# Source extract:
^^^^^^^^
The reason your second example takes longer is you're iterating a std::list.
A std::list in C++ is a linked list, which means it doesn't use contiguous memory. This is bad because to iterate the list you must jump from node to node in a (to the CPU/prefetcher) unpredictable way. Also, You're most likely only "using" a few bytes of each cacheline. RAM is slow. Fetching a byte from RAM takes a lot longer than fetching it from L1. CPUs are fast these days, so your program is most of the time not doing anything and waiting for memory to arrive.
Use a std::vector instead. It stores all values one after the other and iterating is very cheap. Since you're iterating forward in memory without jumping, you're using the full cacheline and your prefetcher will be able to fetch further pages before you need them because your access of memory is predictable.
It has been proven by numerous people, including Bjarne Stroustrup, that std::vector is in a lot of cases faster than std::list, even in cases where the std::list has "theoretically" better complexity (random insert, delete, ...) just because caching helps a lot. So always use std::vector as your default. And if you think a linked list would be faster in your case, measure it and be surprised that - most of the time - std::vector dominates.
Edit: as others have noted, your method of finding primes isn't very efficient. I just played around a bit and implemented a Sieve of Eratosthenes using a bitset.
constexpr int max_prime = 1000000000;
std::bitset<max_prime> *bitset = new std::bitset<max_prime>{};
// Note: Bit SET means NO prime
bitset->set(0);
bitset->set(1);
for(int i = 4; i < max_prime ; i += 2)
^^^^^^^^
# Dataset section:
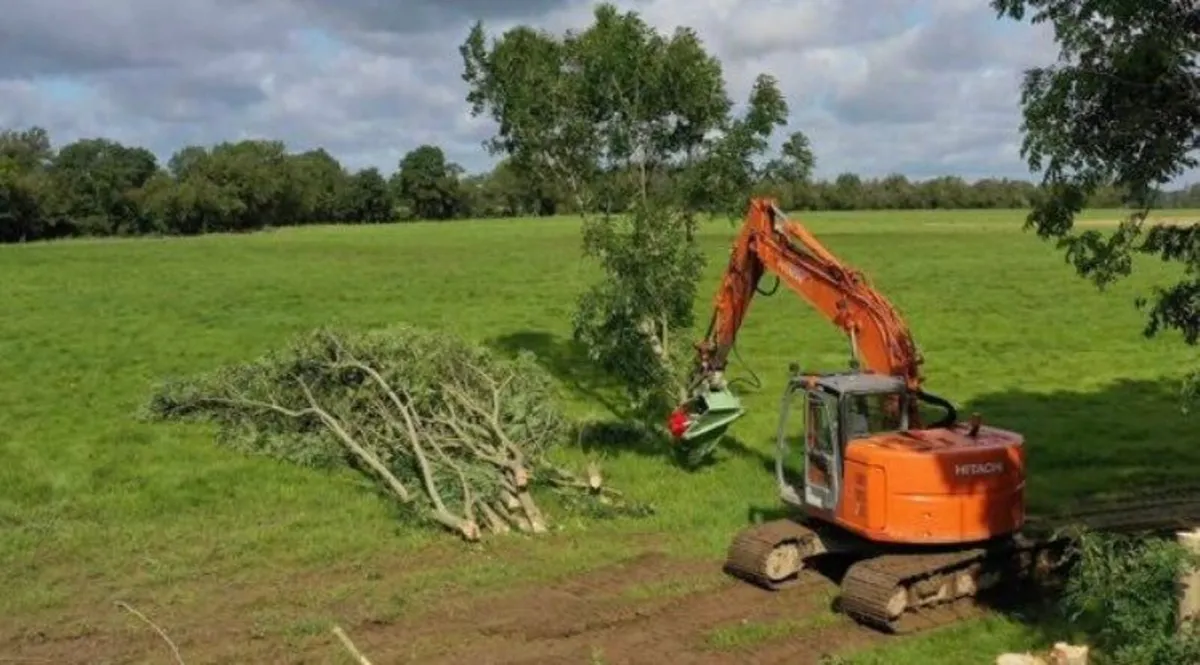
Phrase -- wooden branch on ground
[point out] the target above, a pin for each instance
(161, 633)
(349, 646)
^^^^^^^^
# Set problem:
Answer these questions using the forum answer on std::list and std::vector:
1. What kind of data structure is a std::list in C++, according to the answer?
2. Who is named as one of the people who have shown that std::vector is often faster than std::list?
3. In the code from the edit, what does a set bit indicate?

# Response to the exercise:
1. A linked list, which does not use contiguous memory.
2. Bjarne Stroustrup.
3. That the number is not a prime.